DATA SUPPLIED:
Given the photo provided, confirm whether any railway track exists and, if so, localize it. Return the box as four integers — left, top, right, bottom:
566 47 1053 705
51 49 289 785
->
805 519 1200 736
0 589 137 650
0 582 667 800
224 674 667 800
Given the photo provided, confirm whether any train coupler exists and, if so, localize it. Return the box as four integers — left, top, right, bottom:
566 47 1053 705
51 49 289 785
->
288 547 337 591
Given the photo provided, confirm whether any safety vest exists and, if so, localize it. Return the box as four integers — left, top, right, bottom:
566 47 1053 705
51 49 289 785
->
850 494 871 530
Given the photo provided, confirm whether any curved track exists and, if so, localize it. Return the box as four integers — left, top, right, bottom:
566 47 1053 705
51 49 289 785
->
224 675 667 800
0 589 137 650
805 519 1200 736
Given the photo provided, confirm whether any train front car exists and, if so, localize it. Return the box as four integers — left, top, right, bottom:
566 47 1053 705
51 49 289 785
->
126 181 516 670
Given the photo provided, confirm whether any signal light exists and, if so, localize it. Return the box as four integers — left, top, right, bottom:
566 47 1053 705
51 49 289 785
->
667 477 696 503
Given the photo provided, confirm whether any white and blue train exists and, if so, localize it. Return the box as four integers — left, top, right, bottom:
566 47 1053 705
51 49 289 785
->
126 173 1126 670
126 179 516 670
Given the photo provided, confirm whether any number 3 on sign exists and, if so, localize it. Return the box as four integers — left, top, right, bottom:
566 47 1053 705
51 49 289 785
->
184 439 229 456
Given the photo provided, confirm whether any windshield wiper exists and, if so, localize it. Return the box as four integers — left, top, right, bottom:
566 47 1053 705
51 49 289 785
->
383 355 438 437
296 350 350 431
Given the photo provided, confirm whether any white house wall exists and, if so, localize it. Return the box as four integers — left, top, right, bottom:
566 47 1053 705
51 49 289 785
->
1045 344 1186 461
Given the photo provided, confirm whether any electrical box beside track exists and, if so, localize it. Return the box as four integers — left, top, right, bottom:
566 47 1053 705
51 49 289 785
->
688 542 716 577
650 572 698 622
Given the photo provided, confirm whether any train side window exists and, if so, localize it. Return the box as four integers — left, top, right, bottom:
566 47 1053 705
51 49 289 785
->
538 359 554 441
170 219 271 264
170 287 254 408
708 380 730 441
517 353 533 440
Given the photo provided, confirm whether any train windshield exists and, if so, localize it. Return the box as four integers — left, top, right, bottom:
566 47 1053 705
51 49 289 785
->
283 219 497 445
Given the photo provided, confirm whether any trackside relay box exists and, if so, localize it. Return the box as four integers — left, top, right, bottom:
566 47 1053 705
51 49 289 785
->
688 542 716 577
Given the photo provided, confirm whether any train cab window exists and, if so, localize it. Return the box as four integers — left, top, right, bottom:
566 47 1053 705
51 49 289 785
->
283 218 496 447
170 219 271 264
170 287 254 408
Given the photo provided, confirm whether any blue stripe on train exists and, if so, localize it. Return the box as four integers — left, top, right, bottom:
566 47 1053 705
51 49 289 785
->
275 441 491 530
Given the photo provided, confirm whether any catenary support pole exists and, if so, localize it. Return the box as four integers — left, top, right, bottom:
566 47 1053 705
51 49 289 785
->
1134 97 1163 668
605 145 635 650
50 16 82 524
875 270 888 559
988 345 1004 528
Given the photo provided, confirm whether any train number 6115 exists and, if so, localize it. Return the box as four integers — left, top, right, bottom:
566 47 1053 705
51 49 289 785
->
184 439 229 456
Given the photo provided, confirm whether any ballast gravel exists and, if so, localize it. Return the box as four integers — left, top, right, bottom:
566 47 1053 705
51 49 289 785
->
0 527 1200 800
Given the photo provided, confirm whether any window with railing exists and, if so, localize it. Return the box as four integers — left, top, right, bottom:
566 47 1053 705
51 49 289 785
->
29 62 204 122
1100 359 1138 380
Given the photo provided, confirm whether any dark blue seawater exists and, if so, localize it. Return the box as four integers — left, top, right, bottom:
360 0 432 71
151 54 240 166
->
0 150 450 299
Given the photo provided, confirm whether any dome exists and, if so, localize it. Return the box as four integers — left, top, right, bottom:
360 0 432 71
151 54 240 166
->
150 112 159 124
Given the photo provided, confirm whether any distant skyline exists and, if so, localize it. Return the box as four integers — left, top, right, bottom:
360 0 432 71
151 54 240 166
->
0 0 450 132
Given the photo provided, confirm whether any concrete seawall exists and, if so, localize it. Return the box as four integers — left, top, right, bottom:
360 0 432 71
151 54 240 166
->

WHAT THE TASK ASKS:
Copy the data verbatim, from the line with "Given the photo provided, confirm whether any catenary" through the line with "988 345 1004 528", including both of those lines.

SOLUTION TO THIS TASK:
Given the photo provided, confirm whether any catenary support pole exists and, if so, localize it. Return the box as four integers — left, top, right, bottom:
566 47 1053 705
51 49 289 785
->
1134 97 1163 668
605 145 635 650
50 16 82 524
875 270 888 559
988 345 1004 528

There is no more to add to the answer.